▶ **Set exercise 1**
In the text below, restate the paragraph that begins "Network link 778 typically provides" as a short bulleted list that keeps its main facts.

▶ **Text provided**
Volatile media include, for example, dynamic memory 704.
Transmission media include, for example, twisted pair cables,
coaxial cables, copper wire, fiber optic cables, and carrier waves
that travel through space without wires or cables, such as acoustic
waves and electromagnetic waves, including radio, optical and
infrared waves. Signals include man-made transient variations in
amplitude, frequency, phase, polarization or other physical
properties transmitted through the transmission media. Common forms
of computer-readable media include, for example, a floppy disk, a
flexible disk, hard disk, magnetic tape, any other magnetic medium,
a CD-ROM, CDRW, DVD, any other optical medium, punch cards, paper
tape, optical mark sheets, any other physical medium with patterns
of holes or other optically recognizable indicia, a RAM, a PROM, an
EPROM, a FLASH-EPROM, an EEPROM, a flash memory, any other memory
chip or cartridge, a carrier wave, or any other medium from which a
computer can read. The term computer-readable storage medium is
used herein to refer to any computer-readable medium except
transmission media.
[0064] Logic encoded in one or more tangible media includes one or
both of processor instructions on a computer-readable storage media
and special purpose hardware, such as ASIC 720.
[0065] Network link 778 typically provides information
communication using transmission media through one or more networks
to other devices that use or process the information. For example,
network link 778 may provide a connection through local network 780
to a host computer 782 or to equipment 784 operated by an Internet
Service Provider (ISP). ISP equipment 784 in turn provides data
communication services through the public, world-wide
packet-switching communication network of networks now commonly
referred to as the Internet 790.
[0066] A computer called a server host 792 connected to the
Internet hosts a process that provides a service in response to
information received over the Internet. For example, server host
792 hosts a process that provides information representing video
data for presentation at display 714. It is contemplated that the
components of system 700 can be deployed in various configurations
within other computer systems, e.g., host 782 and server 792.
[0067] At least some embodiments of the invention are related to
the use of computer system 700 for implementing some or all of the
techniques described herein. According to one embodiment of the
invention, those techniques are performed by computer system 700 in
response to processor 702 executing one or more sequences of one or
more processor instructions contained in memory 704. Such
instructions, also called computer instructions, software and
program code, may be read into memory 704 from another
computer-readable medium such as storage device 708 or network link
778. Execution of the sequences of instructions contained in memory
704 causes processor 702 to perform one or more of the method steps
described herein. In alternative embodiments, hardware, such as
ASIC 720, may be used in place of or in combination with software
to implement the invention. Thus, embodiments of the invention are
not limited to any specific combination of hardware and software,
unless otherwise explicitly stated herein.
[0068] The signals transmitted over network link 778 and other
networks through communications interface 770, carry information to
and from computer system 700. Computer system 700 can send and
receive information, including program code, through the networks
780, 790 among others, through network link 778 and communications
interface 770. In an example using the Internet 790, a server host
792 transmits program code for a particular application, requested
by a message sent from computer 700, through Internet 790, ISP
equipment 784, local network 780 and communications interface 770.

▶ **Excerpted data**
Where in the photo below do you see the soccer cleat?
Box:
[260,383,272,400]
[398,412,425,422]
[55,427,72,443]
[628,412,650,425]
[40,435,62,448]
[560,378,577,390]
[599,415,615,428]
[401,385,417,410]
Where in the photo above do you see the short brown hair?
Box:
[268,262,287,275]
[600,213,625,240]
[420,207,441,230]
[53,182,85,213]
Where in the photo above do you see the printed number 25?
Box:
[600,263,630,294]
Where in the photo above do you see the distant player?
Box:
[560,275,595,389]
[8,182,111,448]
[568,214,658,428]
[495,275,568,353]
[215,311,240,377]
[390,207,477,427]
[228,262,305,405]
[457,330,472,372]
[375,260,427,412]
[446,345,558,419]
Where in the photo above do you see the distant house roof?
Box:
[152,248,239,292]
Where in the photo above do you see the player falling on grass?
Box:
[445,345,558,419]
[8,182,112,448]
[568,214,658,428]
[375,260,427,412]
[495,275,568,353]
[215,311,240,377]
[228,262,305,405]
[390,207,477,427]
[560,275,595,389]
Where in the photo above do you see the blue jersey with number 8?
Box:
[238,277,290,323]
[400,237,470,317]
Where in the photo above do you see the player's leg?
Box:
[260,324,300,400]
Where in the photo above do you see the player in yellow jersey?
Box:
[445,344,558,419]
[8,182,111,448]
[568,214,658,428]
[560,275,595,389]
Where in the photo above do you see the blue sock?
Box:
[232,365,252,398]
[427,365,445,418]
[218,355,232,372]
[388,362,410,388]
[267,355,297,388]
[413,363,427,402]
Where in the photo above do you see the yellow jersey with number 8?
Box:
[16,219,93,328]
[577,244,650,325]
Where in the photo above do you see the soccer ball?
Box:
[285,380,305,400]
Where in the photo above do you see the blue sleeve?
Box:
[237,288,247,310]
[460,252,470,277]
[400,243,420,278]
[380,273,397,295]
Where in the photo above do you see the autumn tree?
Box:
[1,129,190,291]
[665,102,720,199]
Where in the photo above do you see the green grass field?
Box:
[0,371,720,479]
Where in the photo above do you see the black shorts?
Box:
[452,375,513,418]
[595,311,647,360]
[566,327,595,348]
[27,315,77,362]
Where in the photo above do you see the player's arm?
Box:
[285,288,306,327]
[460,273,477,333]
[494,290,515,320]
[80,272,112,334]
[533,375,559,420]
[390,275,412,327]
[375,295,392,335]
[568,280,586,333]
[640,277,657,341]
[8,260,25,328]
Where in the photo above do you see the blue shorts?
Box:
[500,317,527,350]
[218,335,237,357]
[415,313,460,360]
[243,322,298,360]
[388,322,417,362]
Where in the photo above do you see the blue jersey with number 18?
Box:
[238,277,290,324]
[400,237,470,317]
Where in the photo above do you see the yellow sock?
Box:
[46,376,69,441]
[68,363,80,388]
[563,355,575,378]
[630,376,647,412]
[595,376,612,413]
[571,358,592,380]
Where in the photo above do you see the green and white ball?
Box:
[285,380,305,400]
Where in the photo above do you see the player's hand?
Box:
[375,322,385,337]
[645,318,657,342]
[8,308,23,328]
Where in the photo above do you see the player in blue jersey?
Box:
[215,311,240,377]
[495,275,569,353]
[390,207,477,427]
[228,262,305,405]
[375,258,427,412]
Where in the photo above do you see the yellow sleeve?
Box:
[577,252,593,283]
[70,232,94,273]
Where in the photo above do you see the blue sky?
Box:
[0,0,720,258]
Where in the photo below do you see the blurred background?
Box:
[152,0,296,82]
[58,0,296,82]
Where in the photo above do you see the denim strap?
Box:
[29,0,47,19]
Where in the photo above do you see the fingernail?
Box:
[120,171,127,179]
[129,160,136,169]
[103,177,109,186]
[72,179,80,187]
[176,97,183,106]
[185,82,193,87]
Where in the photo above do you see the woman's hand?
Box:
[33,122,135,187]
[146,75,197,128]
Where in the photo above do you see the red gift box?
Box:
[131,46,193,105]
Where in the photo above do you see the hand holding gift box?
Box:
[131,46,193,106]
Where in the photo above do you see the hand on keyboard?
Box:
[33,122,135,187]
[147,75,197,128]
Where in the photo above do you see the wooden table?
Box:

▶ **Set exercise 2**
State how many lines of the records above contain the word "yellow". Give only the number.

▶ **Task result 1**
- Network link 778 typically uses transmission media to carry information through one or more networks to other devices that use or process it.
- For example, it may connect through local network 780 to host computer 782 or to equipment 784 run by an Internet Service Provider (ISP).
- ISP equipment 784 then provides data communication services through the Internet 790, the public, worldwide packet-switching network of networks.

▶ **Task result 2**
4